Count the lines in the records below that contain the string "snowy", with case counting. Reply with only the number.

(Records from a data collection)
==================================================
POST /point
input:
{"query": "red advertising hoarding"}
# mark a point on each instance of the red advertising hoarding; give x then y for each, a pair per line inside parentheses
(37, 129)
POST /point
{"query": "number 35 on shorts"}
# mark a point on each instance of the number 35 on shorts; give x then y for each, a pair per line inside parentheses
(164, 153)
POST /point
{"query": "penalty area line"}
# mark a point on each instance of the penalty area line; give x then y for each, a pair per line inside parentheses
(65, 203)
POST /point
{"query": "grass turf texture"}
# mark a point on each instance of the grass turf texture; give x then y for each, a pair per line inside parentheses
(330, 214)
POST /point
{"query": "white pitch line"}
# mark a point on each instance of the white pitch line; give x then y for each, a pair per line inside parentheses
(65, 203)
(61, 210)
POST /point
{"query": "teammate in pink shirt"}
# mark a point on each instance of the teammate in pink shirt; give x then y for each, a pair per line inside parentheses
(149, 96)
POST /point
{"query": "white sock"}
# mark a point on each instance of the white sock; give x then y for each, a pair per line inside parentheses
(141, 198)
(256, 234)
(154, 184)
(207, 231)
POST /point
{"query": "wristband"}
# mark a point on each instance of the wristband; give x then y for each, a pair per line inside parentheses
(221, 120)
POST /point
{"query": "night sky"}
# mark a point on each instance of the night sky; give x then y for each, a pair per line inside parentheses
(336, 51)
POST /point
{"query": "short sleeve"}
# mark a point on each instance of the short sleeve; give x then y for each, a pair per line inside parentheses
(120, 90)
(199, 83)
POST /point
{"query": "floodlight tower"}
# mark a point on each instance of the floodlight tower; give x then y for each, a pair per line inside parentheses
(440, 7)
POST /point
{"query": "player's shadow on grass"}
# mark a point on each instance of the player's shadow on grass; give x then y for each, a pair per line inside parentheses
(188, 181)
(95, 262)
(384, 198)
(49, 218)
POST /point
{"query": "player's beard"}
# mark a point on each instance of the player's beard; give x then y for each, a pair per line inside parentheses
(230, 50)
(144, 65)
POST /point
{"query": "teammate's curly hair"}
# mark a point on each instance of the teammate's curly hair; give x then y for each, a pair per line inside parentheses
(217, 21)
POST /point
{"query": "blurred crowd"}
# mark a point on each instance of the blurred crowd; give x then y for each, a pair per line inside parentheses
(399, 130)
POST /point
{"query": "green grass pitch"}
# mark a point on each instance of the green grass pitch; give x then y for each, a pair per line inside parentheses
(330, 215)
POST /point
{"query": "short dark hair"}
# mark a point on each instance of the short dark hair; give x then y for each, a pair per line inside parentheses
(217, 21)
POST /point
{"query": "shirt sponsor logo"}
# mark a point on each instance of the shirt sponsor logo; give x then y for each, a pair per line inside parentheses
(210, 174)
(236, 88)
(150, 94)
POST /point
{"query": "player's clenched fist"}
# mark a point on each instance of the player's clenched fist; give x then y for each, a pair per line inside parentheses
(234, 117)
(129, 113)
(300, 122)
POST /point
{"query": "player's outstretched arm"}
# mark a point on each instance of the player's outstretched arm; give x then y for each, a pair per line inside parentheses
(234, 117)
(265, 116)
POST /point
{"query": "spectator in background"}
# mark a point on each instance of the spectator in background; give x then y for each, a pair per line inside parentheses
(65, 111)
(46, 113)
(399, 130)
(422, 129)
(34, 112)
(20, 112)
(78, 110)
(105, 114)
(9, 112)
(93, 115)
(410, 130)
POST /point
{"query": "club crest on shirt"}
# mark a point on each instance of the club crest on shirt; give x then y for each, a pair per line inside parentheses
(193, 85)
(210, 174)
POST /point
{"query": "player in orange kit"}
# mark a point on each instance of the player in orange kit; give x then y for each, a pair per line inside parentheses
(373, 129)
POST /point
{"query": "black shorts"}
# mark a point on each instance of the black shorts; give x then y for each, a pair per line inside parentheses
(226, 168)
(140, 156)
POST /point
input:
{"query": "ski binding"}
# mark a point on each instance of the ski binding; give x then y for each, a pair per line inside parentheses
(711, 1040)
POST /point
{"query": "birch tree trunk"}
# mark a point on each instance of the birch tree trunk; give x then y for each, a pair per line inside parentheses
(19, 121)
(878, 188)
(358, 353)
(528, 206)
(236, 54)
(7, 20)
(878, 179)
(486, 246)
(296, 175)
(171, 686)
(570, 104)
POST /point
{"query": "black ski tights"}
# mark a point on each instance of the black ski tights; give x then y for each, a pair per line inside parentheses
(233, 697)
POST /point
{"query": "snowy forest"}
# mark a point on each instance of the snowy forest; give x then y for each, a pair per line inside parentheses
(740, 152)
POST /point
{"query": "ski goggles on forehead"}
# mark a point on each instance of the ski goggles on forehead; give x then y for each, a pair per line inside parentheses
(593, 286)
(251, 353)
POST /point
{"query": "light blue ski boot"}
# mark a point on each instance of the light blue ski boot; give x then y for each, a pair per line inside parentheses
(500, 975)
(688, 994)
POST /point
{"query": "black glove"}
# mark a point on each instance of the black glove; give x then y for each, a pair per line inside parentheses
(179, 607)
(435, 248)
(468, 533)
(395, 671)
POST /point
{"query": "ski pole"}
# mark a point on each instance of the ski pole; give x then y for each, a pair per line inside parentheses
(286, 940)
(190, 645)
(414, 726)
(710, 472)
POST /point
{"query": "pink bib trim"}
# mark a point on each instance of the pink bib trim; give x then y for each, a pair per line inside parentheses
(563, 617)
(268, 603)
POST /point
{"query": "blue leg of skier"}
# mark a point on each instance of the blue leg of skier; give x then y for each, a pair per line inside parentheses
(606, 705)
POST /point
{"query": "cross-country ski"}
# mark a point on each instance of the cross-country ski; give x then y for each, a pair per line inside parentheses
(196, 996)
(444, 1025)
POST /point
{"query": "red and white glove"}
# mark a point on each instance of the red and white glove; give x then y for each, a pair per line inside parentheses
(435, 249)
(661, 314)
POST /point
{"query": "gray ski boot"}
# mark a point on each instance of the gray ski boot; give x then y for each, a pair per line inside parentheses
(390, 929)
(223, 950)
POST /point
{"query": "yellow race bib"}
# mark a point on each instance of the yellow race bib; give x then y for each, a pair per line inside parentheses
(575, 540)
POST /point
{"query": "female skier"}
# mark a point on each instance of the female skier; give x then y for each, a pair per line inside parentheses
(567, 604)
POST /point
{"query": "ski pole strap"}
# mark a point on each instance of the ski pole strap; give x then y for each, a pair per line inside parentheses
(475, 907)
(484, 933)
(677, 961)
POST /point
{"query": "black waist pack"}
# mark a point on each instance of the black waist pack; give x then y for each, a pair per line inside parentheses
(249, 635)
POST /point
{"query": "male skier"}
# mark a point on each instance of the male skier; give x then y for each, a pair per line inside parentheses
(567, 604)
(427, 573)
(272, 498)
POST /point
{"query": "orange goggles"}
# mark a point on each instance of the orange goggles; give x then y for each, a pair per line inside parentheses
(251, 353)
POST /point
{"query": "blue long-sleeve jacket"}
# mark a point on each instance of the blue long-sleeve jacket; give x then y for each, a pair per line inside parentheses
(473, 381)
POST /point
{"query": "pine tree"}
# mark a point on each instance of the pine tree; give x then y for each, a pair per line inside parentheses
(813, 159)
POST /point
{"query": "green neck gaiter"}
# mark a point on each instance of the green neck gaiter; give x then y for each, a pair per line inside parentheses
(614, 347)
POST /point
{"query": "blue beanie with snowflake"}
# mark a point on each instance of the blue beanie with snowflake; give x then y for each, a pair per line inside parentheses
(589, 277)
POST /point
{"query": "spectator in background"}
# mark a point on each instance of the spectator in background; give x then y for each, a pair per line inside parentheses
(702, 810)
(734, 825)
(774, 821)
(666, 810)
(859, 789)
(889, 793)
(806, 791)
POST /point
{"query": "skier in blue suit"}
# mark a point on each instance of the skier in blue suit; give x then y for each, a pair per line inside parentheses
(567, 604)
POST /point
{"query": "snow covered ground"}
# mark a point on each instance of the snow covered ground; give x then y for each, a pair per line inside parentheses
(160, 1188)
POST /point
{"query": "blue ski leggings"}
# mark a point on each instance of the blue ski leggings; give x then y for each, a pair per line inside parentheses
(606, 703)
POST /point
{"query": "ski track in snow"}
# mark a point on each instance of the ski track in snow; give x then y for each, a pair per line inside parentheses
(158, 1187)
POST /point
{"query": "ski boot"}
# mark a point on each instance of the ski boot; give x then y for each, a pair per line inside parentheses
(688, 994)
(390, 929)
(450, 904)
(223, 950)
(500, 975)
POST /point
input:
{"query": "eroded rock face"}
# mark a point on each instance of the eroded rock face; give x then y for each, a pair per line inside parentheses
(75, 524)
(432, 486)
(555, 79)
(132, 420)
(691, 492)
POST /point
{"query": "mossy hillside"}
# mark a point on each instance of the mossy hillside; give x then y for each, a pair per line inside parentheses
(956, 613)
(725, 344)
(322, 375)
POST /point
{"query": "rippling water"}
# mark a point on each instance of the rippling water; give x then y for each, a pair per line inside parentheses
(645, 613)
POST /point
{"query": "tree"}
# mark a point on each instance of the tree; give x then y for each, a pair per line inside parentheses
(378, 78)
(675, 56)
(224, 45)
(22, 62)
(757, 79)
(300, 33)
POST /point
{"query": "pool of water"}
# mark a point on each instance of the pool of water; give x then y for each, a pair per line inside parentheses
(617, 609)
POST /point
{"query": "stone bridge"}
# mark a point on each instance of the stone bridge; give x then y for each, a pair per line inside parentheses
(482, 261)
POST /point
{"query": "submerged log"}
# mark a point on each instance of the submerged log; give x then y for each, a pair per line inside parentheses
==================================================
*Solution to this exercise*. 2